> **Instructions to follow**: Collect every line of the records that contains the word "green" and copy each of those lines in full.

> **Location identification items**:
----------------------------------------
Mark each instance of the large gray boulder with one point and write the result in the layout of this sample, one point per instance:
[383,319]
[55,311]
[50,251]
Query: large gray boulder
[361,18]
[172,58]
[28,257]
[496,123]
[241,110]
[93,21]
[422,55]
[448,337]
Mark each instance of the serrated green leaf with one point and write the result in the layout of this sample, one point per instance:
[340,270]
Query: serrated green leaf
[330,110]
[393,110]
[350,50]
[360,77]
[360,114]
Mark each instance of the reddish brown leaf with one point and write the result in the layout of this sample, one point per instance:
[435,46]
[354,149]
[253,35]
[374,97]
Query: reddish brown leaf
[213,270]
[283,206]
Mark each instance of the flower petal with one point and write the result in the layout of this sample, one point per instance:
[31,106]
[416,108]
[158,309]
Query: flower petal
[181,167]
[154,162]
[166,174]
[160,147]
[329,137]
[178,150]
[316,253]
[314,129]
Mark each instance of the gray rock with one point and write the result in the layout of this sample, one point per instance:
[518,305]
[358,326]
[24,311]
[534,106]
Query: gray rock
----------------------------------------
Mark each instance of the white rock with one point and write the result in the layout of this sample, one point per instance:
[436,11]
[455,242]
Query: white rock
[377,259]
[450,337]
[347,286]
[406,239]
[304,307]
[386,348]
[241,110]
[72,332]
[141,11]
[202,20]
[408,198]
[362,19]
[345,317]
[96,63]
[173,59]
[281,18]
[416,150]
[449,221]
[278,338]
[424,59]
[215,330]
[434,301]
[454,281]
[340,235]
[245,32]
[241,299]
----------------------------------------
> **Result**:
Mark each instance of the serrated green leaf with one point and write the result in the layout of this sample, one point per instance:
Query: serrated green leaf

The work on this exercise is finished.